**TEXT TO READ:**
Performs regression analysis with support for log, power, and interaction terms.

**Arguments**:

- `variables_dicts` (list of dict): List of dictionaries specifying dependent and independent variables.
  - **Multilingual Support**: You can use different language keys for variables:
    - Japanese: `{"被説明変数": "Y", "説明変数": ["X1", "X2"]}`
    - English: `{"y": "Y", "X": ["X1", "X2"]}`
    - Chinese: `{"被解释变量": "Y", "解释变量": ["X1", "X2"]}`
  - **Log terms**: Use `log(X1)` for the natural logarithm of `X1`.
  - **Power terms**: Use `X2**2` or `X2**3` for squared or cubed terms.
  - **Dummy variables**: For binary variables, use them directly (e.g., `['Gender']`). For categorical variables, preprocess the DataFrame using `get_dummies` (e.g., `['Year_1990', 'Year_1995']`).
  - **Interaction terms**: Use `X1:X2` for the interaction between `X1` and `X2`, or combine transformations like `X1**2:log(X2)`.

**WRITTEN INSTRUCTION A:** Print the regression analysis documentation in full, reproducing every line and character without alteration.

**SUPPLIED RECORDS:**
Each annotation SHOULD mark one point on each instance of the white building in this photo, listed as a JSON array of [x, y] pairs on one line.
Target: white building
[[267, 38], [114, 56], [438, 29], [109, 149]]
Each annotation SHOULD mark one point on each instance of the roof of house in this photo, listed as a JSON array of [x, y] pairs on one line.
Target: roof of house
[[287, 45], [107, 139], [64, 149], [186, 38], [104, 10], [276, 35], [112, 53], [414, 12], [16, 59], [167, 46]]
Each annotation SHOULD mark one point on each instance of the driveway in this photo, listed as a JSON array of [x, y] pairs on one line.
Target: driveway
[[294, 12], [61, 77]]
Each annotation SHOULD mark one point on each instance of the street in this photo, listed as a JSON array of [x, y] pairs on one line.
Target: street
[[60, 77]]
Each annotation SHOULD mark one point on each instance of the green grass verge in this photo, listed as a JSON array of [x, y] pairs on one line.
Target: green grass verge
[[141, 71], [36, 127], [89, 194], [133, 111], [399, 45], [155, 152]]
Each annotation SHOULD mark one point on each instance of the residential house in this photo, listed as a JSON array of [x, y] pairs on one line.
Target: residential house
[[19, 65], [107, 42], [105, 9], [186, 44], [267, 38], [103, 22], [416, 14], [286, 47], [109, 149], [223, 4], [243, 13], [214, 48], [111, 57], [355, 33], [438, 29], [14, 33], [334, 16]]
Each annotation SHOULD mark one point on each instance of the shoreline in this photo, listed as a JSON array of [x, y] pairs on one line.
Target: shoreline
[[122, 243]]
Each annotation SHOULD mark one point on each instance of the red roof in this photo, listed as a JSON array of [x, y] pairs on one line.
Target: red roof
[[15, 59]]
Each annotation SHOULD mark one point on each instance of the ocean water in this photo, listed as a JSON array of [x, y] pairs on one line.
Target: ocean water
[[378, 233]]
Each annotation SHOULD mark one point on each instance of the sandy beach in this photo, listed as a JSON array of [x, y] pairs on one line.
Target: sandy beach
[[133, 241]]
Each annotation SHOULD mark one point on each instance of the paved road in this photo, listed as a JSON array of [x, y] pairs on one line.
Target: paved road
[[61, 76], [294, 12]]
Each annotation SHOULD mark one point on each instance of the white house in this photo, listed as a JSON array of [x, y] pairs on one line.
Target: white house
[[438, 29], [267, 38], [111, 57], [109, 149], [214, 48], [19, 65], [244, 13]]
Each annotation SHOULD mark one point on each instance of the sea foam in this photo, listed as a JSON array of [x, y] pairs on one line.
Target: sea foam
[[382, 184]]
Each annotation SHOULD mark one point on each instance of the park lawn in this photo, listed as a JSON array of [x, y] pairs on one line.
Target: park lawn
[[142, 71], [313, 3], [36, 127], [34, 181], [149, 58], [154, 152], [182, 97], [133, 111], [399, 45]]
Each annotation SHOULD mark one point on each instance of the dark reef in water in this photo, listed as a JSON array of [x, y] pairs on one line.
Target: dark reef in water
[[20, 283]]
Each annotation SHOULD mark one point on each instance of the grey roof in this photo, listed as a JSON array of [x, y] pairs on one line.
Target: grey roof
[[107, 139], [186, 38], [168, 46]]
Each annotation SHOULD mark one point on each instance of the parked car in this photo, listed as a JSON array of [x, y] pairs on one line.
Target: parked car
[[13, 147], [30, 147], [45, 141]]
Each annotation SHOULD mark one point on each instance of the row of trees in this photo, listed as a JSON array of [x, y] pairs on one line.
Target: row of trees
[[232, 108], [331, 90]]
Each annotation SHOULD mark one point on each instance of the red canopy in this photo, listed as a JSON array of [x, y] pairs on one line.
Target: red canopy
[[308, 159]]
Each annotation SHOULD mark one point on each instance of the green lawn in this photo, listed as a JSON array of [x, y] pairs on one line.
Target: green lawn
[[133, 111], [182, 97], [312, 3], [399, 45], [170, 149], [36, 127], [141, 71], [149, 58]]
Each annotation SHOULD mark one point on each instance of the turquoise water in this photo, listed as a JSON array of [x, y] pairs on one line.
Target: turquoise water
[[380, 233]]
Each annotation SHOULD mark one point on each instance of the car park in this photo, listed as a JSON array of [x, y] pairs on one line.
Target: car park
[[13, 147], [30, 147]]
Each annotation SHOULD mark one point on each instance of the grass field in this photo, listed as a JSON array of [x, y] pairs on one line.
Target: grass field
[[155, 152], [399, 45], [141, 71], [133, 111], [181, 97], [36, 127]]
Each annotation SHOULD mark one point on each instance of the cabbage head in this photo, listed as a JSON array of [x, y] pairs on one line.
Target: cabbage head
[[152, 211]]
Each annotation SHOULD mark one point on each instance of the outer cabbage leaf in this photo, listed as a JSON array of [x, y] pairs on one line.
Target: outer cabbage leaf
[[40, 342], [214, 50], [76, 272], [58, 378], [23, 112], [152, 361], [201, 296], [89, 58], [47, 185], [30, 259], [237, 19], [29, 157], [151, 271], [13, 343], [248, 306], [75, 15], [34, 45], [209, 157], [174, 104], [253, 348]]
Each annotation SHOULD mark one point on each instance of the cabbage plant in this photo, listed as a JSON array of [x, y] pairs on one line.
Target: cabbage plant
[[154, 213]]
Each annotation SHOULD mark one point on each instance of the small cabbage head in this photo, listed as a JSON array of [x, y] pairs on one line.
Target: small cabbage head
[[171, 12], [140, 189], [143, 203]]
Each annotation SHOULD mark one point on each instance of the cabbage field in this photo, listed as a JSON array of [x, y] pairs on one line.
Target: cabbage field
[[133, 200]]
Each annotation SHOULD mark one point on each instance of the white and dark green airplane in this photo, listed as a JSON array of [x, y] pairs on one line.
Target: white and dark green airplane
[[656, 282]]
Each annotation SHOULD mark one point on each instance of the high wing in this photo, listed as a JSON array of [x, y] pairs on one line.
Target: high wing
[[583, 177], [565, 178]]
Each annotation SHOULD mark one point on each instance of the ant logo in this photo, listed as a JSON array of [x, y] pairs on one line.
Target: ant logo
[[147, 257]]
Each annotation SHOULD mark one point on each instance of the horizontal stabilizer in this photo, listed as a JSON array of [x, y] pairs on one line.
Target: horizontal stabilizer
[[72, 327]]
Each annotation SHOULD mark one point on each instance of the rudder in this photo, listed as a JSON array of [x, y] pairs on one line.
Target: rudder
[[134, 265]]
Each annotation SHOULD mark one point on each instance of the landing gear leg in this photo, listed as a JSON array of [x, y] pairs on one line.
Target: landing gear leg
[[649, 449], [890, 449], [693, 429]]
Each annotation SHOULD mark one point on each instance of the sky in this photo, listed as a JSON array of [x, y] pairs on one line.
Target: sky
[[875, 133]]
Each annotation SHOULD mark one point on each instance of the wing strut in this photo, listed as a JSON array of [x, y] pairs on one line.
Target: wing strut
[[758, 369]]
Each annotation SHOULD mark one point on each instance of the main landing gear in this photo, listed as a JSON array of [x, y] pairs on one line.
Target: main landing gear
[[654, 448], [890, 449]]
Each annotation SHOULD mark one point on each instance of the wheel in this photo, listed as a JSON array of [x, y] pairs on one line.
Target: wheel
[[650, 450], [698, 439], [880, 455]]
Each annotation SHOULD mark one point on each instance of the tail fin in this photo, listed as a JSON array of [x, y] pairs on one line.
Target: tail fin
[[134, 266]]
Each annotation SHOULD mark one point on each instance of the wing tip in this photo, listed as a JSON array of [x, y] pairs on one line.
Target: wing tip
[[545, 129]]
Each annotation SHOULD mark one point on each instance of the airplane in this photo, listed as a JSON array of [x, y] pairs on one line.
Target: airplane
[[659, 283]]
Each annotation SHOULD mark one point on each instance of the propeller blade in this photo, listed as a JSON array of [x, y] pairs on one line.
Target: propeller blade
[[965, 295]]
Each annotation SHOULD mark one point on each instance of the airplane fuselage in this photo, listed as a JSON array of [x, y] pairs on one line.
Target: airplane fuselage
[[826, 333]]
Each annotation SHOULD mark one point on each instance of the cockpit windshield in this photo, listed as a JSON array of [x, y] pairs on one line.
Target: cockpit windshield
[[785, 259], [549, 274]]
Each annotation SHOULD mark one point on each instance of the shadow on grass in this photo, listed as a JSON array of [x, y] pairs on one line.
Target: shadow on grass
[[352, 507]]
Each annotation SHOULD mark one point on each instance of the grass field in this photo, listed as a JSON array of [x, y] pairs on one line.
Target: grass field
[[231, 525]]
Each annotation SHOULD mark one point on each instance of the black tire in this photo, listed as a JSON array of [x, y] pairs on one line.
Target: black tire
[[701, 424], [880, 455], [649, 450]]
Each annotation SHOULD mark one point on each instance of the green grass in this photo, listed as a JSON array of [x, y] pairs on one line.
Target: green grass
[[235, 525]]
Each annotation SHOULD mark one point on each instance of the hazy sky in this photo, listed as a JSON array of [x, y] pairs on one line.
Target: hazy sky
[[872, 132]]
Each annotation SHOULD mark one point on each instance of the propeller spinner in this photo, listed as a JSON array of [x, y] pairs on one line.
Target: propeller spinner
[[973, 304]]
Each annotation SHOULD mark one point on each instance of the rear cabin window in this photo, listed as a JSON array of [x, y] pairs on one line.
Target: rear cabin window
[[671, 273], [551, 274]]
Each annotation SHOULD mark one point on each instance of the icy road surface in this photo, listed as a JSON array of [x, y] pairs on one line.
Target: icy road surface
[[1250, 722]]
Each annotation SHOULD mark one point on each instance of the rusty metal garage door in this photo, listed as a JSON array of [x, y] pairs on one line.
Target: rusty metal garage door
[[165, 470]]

**WRITTEN INSTRUCTION B:** Reproduce the records starting at the first line and ending at the line that contains "45], [155, 152]]", substituting "Label" for every occurrence of "Target" and leaving everything else unchanged.

**TASK ANSWER A:**
Performs regression analysis with support for log, power, and interaction terms.

**Arguments**:

- `variables_dicts` (list of dict): List of dictionaries specifying dependent and independent variables.
  - **Multilingual Support**: You can use different language keys for variables:
    - Japanese: `{"被説明変数": "Y", "説明変数": ["X1", "X2"]}`
    - English: `{"y": "Y", "X": ["X1", "X2"]}`
    - Chinese: `{"被解释变量": "Y", "解释变量": ["X1", "X2"]}`
  - **Log terms**: Use `log(X1)` for the natural logarithm of `X1`.
  - **Power terms**: Use `X2**2` or `X2**3` for squared or cubed terms.
  - **Dummy variables**: For binary variables, use them directly (e.g., `['Gender']`). For categorical variables, preprocess the DataFrame using `get_dummies` (e.g., `['Year_1990', 'Year_1995']`).
  - **Interaction terms**: Use `X1:X2` for the interaction between `X1` and `X2`, or combine transformations like `X1**2:log(X2)`.

**TASK ANSWER B:**
Each annotation SHOULD mark one point on each instance of the white building in this photo, listed as a JSON array of [x, y] pairs on one line.
Label: white building
[[267, 38], [114, 56], [438, 29], [109, 149]]
Each annotation SHOULD mark one point on each instance of the roof of house in this photo, listed as a JSON array of [x, y] pairs on one line.
Label: roof of house
[[287, 45], [107, 139], [64, 149], [186, 38], [104, 10], [276, 35], [112, 53], [414, 12], [16, 59], [167, 46]]
Each annotation SHOULD mark one point on each instance of the driveway in this photo, listed as a JSON array of [x, y] pairs on one line.
Label: driveway
[[294, 12], [61, 77]]
Each annotation SHOULD mark one point on each instance of the street in this photo, listed as a JSON array of [x, y] pairs on one line.
Label: street
[[60, 77]]
Each annotation SHOULD mark one point on each instance of the green grass verge in this photo, listed as a JSON array of [x, y] pairs on one line.
Label: green grass verge
[[141, 71], [36, 127], [89, 194], [133, 111], [399, 45], [155, 152]]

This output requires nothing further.